Учебный текст:
----------

Женщины внимательно разглядывают друг дружку. Ни одна не произносит ни слова, но и так понятно, что они хотят сказать. Девушка смотрит: «Ага, значит, это вы здесь…» — а та начинает оправдываться, что дом новый, что ей эту квартиру дали… Девушка жестом успокаивает ее: все в порядке, просто захотелось посмотреть, кто тут теперь живет, обыкновенное любопытство… После чего подходит к окну, открывает его и выпрыгивает с пятого этажа
С того дня сон ни разу не повторился и ощущение чужого присутствия исчезло.
Вот в таких и еще во многих других местах Вайда мог бы снимать свой фильм, но Эдельман заявляет, что перед камерой ничего говорить не будет. Все это он мог рассказать один раз. И уже рассказал.
— Почему ты стал врачом?
— Чтобы и дальше делать то, что делал тогда. Что делал в гетто. В гетто мы приняли решение за сорок тысяч человек — столько там было в апреле 1943 года. Мы решили, что они не пойдут добровольно на смерть. Как врач, я мог бы отвечать за жизнь по крайней мере одного человека — и я стал врачом.
Тебе хочется, чтоб я так ответил, верно? Это бы хорошо прозвучало? Но все было совсем по-другому. Было так: окончилась война. Для всех она окончилась победой. Для всех, но не для меня: мне по-прежнему казалось, что я обязан еще что-то сделать, куда-то пойти, что меня кто-то ждет — человек, которого нужно спасти. Меня носило из города в город, из страны в страну, но, куда б я ни приезжал, всюду оказывалось, что никто меня не ждет, и помогать уже некому, и вообще нечего делать. Поэтому я вернулся (мне говорили: «И ты сможешь смотреть на эти стены, на мостовые, на пустые улицы?» — а я знал, что должен быть здесь и должен на это смотреть) — вернулся, лег на кровать и лежал не вставая. Спал. Сутками, неделями. Иногда меня будили и говорили: надо что-то с собою сделать, — мелькнула мысль насчет экономики, не помню уже почему; в конце концов Аля записала меня на медицинский. И я пошел учиться на врача.

----------

Задания:
**A.** Отредактируйте фрагмент текста об Эдельмане от "Женщины внимательно разглядывают" до "ты стал врачом?": замените "с пятого этажа" на "с четвертого этажа".
**B.** Перескажите короче абзац текста об Эдельмане, который начинается словами «Тебе хочется, чтоб я так ответил». Сохраните его главные факты.
**C.** Напишите продолжение текста об Эдельмане, которое начинается сразу после его последнего предложения.

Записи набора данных
----------

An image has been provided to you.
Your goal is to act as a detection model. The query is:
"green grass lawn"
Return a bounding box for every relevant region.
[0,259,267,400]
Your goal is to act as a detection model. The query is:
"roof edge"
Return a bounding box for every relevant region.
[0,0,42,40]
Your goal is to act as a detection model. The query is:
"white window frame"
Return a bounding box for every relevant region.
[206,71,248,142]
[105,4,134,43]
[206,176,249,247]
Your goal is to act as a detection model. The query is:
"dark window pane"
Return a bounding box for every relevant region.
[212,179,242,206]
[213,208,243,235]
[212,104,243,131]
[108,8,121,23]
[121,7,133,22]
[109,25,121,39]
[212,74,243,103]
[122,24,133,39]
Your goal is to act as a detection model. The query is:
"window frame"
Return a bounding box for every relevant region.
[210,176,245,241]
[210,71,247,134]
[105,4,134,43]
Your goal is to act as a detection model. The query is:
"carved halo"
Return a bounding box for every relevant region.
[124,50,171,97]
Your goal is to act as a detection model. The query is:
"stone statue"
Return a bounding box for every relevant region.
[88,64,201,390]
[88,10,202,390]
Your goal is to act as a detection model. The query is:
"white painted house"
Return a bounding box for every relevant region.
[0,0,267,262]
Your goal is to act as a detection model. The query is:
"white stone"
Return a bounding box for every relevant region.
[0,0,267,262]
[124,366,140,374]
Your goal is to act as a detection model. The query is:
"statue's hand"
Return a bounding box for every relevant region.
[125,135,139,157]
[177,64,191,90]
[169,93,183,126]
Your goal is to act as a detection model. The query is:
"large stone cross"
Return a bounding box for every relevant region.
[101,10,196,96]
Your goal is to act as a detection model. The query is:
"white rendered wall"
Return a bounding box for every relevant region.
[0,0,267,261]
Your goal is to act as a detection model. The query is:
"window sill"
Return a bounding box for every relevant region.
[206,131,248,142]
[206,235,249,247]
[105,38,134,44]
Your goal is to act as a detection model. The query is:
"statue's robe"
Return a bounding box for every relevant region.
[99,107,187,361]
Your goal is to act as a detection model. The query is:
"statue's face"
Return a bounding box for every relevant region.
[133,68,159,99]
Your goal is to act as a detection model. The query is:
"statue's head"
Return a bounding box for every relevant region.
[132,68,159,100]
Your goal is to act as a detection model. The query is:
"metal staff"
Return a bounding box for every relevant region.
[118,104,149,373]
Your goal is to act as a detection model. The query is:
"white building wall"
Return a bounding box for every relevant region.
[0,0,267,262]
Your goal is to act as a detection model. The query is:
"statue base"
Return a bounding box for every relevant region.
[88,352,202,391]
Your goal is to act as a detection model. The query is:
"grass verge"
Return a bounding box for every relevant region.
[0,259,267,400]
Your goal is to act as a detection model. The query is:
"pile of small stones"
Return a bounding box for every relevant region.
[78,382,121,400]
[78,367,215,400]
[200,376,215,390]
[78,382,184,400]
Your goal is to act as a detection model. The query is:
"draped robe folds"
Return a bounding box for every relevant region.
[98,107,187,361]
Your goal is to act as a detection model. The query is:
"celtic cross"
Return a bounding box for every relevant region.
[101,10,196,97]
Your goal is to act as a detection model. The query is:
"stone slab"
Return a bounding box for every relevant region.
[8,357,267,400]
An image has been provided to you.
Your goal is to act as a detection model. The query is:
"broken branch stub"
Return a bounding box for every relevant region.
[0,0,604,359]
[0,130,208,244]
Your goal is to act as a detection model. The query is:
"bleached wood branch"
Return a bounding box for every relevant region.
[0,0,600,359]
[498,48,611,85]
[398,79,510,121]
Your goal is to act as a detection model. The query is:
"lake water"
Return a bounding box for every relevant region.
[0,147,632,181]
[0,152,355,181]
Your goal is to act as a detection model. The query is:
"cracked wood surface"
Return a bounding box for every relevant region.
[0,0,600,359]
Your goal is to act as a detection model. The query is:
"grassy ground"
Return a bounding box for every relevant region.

----------

Ответы по заданиям:
**A.**
Женщины внимательно разглядывают друг дружку. Ни одна не произносит ни слова, но и так понятно, что они хотят сказать. Девушка смотрит: «Ага, значит, это вы здесь…» — а та начинает оправдываться, что дом новый, что ей эту квартиру дали… Девушка жестом успокаивает ее: все в порядке, просто захотелось посмотреть, кто тут теперь живет, обыкновенное любопытство… После чего подходит к окну, открывает его и выпрыгивает с четвертого этажа
С того дня сон ни разу не повторился и ощущение чужого присутствия исчезло.
Вот в таких и еще во многих других местах Вайда мог бы снимать свой фильм, но Эдельман заявляет, что перед камерой ничего говорить не будет. Все это он мог рассказать один раз. И уже рассказал.
— Почему ты стал врачом?

**B.** Говорящий признаётся, что на самом деле все было иначе. Для всех война окончилась победой, а ему по-прежнему казалось, что он обязан кого-то спасти. Он переезжал из города в город и из страны в страну, но нигде его не ждали и помогать было некому. Тогда он вернулся, хотя его спрашивали, сможет ли он смотреть на эти стены и пустые улицы. Он лег и неделями спал. Его будили и говорили, что надо что-то с собой сделать. Мелькнула мысль об экономике, но в конце концов Аля записала его на медицинский, и он пошел учиться на врача.

**C.**
Аля тогда уже была моей женой. Мы познакомились, когда она пришла с патрулем — по распоряжению доктора Свиталя из АК, — чтобы вывести нас из бункера на Жолибоже. Мы застряли там, на улице Промыка, после варшавского восстания — Антек, Целина, Тося Голиборская, я и другие, — и в ноябре за нами прислали этот патруль. (Улица Промыка идет по самому берегу Вислы, это была еще линия фронта, все заминировано, Аля сняла туфли и прошла через минное поле босиком: она думала, если идти по минам босиком, они не взорвутся.)
Аля записала меня на медицинский. Я стал ходить на занятия, но меня это ничуть не интересовало. Когда мы возвращались домой, я снова ложился в постель. Все усердно учились, а я продолжал лежать лицом к стене — и тогда мне начали на этой стене рисовать разные вещи, чтобы я хоть что-нибудь запомнил. То печень нарисуют, то сердце, очень, кстати, старательно, с желудочками, предсердиями, аортой…
Так продолжалось два года — и в течение этих двух лет меня время от времени усаживали в какой-нибудь президиум…
— Ты считался героем?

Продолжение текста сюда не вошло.